**OVER DEZE OPDRACHT**
Schrijf uit de tekst over Hectas Bedrijfsdiensten het stuk van "Na een kwart" tot en met "de ontwikkelingen daarin." opnieuw op en vervang daarin "een kwart eeuw" door "vijfentwintig jaar".

**OEFENTEKST**
━━━━━━━━━━

“Niet de grootste, wel de beste”
Na een kwart eeuw heeft Ruud Heeringa het roer van Hectas Bedrijfsdiensten C.V. overgedragen aan Harm Verbeek. Tijd voor een terugblik op een boeiende maar ook moeilijke branche en de situatie zoals deze nu is, mét natuurlijk een vooruitblik over de ontwikkelingen daarin.
Heeringa heeft op zijn zachts gezegd een opmerkelijke carrière achter de rug. Zijn hart lag bij de autosport die hij ook actief beoefende. Hij kwam in Canada terecht, maar kwam begin jaren zeventig terug naar Nederland. “Ik was net terug toen de oliecrisis uitbrak. Dat kwam slecht uit, want ik had een importeurschap van race-onderdelen meegenomen. Daar was dus geen belangstelling voor. De mensen waren al blij als ze sowieso konden rijden, laat staan racen. Dat importeurschap was een doodlopende weg, maar ik kon wel autoradio’s gaan importeren. Daar zat wel brood, maar te weinig werk in. Ik ging me vervelen. Zo ben ik uiteindelijk in de schoonmaakbranche terecht gekomen.”

━━━━━━━━━━

**GESELECTEERDE GEGEVENS**
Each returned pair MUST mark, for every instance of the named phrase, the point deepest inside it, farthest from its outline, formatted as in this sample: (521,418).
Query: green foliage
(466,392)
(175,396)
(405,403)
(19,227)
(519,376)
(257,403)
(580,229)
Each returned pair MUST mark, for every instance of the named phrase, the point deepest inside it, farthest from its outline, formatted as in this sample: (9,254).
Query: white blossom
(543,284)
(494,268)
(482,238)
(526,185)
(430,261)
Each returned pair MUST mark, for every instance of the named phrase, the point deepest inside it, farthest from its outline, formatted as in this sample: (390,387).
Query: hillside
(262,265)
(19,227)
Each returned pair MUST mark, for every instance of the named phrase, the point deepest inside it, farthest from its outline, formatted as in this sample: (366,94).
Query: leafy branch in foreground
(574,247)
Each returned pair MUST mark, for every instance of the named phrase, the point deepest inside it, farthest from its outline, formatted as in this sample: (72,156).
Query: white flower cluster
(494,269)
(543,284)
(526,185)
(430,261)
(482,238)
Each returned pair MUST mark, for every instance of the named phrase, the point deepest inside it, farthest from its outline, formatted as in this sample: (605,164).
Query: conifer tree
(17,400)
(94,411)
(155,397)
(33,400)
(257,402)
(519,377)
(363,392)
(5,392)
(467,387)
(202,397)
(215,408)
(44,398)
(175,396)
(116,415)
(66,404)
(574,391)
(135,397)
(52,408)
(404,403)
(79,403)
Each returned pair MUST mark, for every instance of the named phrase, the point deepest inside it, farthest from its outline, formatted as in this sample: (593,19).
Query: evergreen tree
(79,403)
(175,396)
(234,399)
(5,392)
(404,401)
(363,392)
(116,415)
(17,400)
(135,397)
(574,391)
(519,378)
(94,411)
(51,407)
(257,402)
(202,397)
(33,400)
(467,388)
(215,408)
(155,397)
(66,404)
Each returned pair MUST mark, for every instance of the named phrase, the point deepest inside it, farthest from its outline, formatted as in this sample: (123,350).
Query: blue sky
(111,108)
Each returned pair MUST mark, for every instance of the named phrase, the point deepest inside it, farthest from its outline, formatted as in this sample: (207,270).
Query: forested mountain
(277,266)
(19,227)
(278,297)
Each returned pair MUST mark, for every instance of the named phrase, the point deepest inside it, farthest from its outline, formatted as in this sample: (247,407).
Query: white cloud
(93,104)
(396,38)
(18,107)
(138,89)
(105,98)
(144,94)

━━━━━━━━━━

**OPLOSSING OPDRACHT**
Na vijfentwintig jaar heeft Ruud Heeringa het roer van Hectas Bedrijfsdiensten C.V. overgedragen aan Harm Verbeek. Tijd voor een terugblik op een boeiende maar ook moeilijke branche en de situatie zoals deze nu is, mét natuurlijk een vooruitblik over de ontwikkelingen daarin.